Rows from a segmentation dataset:

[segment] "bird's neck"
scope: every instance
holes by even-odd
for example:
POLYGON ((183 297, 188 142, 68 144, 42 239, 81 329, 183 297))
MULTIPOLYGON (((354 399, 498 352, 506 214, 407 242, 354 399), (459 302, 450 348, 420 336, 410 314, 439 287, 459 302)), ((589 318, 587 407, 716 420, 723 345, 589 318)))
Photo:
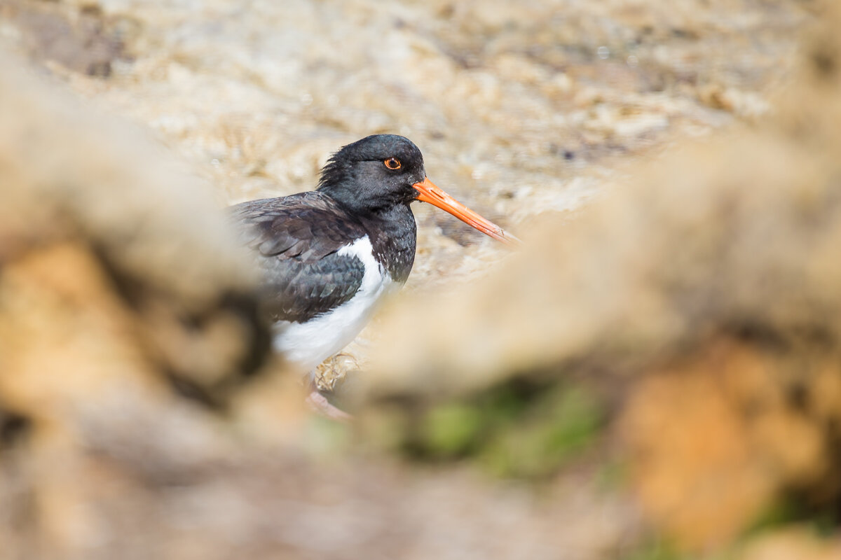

Written task:
Please rewrite the data above with "every instance" replaced by "all instances" and nothing else changed, leaving the pictures out of your answer.

Final result:
[segment] "bird's neck"
scope: all instances
holes by even-odd
for example:
POLYGON ((183 297, 188 142, 68 144, 42 239, 81 329, 183 297))
MULTIPOLYGON (((354 399, 498 352, 506 214, 407 242, 354 399), (459 302, 450 348, 420 336, 410 314, 439 287, 459 302)), ((589 318, 587 407, 716 420, 723 345, 589 318)))
Photo:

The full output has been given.